* _PROBLEM STATEMENT_: Collect every line of the material below that contains the word "white", matching its capitalization exactly.

** begin RECORDS PROVIDED **

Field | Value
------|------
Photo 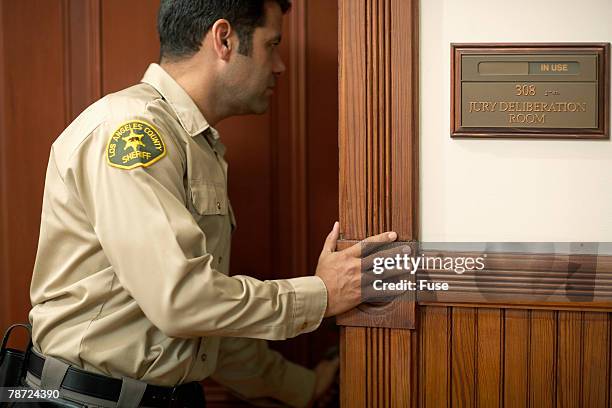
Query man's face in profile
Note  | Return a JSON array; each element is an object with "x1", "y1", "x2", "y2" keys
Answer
[{"x1": 228, "y1": 1, "x2": 285, "y2": 114}]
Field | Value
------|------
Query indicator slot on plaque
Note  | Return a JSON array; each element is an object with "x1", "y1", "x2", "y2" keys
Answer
[{"x1": 451, "y1": 43, "x2": 610, "y2": 139}]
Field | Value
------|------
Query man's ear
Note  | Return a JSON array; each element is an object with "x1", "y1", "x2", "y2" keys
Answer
[{"x1": 210, "y1": 19, "x2": 232, "y2": 61}]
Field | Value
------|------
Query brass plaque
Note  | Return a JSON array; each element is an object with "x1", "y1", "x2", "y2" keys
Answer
[{"x1": 451, "y1": 44, "x2": 610, "y2": 139}]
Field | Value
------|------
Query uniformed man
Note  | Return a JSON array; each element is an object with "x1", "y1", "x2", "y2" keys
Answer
[{"x1": 26, "y1": 0, "x2": 396, "y2": 407}]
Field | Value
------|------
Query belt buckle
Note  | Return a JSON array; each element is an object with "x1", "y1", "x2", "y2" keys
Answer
[{"x1": 168, "y1": 384, "x2": 185, "y2": 408}]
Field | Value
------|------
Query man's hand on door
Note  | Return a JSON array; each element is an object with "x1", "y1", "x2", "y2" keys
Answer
[{"x1": 315, "y1": 222, "x2": 397, "y2": 317}]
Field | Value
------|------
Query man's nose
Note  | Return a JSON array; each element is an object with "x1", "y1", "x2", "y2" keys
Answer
[{"x1": 272, "y1": 55, "x2": 287, "y2": 76}]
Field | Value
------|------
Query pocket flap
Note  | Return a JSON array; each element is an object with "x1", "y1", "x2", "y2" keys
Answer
[{"x1": 190, "y1": 181, "x2": 228, "y2": 215}]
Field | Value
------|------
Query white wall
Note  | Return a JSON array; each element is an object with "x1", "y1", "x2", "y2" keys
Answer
[{"x1": 420, "y1": 0, "x2": 612, "y2": 242}]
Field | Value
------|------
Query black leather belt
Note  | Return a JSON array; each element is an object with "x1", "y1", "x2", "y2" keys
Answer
[{"x1": 28, "y1": 352, "x2": 200, "y2": 407}]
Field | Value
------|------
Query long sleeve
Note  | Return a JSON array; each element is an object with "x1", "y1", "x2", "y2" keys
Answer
[{"x1": 66, "y1": 113, "x2": 327, "y2": 340}]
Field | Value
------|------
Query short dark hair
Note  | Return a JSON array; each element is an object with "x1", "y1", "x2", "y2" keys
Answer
[{"x1": 157, "y1": 0, "x2": 291, "y2": 60}]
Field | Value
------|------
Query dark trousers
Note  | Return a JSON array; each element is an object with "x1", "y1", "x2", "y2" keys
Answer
[{"x1": 8, "y1": 383, "x2": 206, "y2": 408}]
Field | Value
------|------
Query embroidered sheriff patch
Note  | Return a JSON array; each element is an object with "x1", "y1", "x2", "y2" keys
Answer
[{"x1": 106, "y1": 120, "x2": 166, "y2": 170}]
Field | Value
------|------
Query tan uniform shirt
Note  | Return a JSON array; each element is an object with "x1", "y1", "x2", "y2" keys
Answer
[{"x1": 30, "y1": 64, "x2": 327, "y2": 405}]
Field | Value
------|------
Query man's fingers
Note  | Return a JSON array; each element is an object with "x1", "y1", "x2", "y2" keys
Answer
[
  {"x1": 343, "y1": 231, "x2": 397, "y2": 258},
  {"x1": 361, "y1": 243, "x2": 412, "y2": 272},
  {"x1": 321, "y1": 221, "x2": 340, "y2": 254}
]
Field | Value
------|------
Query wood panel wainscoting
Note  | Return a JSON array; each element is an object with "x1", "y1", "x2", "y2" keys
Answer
[
  {"x1": 0, "y1": 0, "x2": 339, "y2": 407},
  {"x1": 337, "y1": 0, "x2": 612, "y2": 408}
]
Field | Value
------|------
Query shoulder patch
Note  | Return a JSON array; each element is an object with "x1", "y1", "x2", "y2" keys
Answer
[{"x1": 106, "y1": 120, "x2": 166, "y2": 170}]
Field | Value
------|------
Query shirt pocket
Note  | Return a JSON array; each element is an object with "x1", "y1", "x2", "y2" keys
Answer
[{"x1": 189, "y1": 180, "x2": 228, "y2": 215}]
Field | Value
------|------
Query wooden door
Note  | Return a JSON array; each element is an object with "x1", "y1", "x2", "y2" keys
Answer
[
  {"x1": 337, "y1": 0, "x2": 612, "y2": 408},
  {"x1": 0, "y1": 0, "x2": 338, "y2": 406}
]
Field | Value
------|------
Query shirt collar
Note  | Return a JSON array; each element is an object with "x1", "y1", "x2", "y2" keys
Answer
[{"x1": 141, "y1": 64, "x2": 214, "y2": 138}]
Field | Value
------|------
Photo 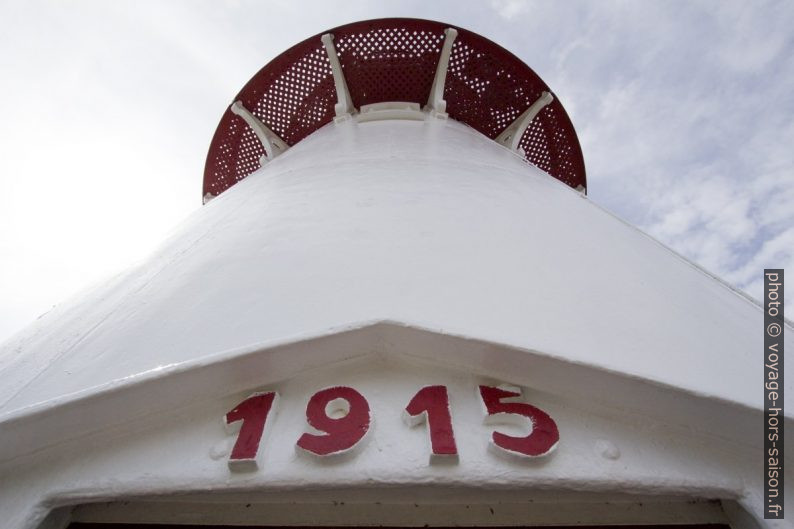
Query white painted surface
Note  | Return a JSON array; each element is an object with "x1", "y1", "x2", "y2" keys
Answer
[
  {"x1": 0, "y1": 354, "x2": 780, "y2": 527},
  {"x1": 0, "y1": 120, "x2": 794, "y2": 527},
  {"x1": 0, "y1": 121, "x2": 794, "y2": 416}
]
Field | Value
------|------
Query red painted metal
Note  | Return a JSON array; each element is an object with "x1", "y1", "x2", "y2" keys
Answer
[
  {"x1": 203, "y1": 18, "x2": 587, "y2": 200},
  {"x1": 225, "y1": 391, "x2": 276, "y2": 467},
  {"x1": 297, "y1": 386, "x2": 371, "y2": 456},
  {"x1": 480, "y1": 386, "x2": 560, "y2": 457},
  {"x1": 405, "y1": 386, "x2": 458, "y2": 456}
]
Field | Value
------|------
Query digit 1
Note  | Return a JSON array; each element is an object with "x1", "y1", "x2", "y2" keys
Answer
[
  {"x1": 224, "y1": 391, "x2": 278, "y2": 471},
  {"x1": 297, "y1": 386, "x2": 371, "y2": 456},
  {"x1": 403, "y1": 386, "x2": 458, "y2": 463},
  {"x1": 480, "y1": 386, "x2": 560, "y2": 457}
]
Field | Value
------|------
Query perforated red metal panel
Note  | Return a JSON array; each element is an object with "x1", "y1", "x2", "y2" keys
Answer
[{"x1": 203, "y1": 18, "x2": 587, "y2": 200}]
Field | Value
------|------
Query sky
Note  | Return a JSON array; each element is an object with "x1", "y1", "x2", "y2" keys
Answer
[{"x1": 0, "y1": 0, "x2": 794, "y2": 342}]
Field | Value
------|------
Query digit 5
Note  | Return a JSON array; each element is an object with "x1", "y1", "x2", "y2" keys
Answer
[{"x1": 480, "y1": 386, "x2": 560, "y2": 457}]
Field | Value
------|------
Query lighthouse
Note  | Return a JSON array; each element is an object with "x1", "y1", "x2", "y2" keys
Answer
[{"x1": 0, "y1": 19, "x2": 794, "y2": 529}]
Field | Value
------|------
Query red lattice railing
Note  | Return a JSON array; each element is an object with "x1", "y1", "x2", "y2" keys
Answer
[{"x1": 203, "y1": 18, "x2": 587, "y2": 200}]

** end RECORDS PROVIDED **

* _ANSWER FOR THE TASK_:
Query white wall
Query white painted surface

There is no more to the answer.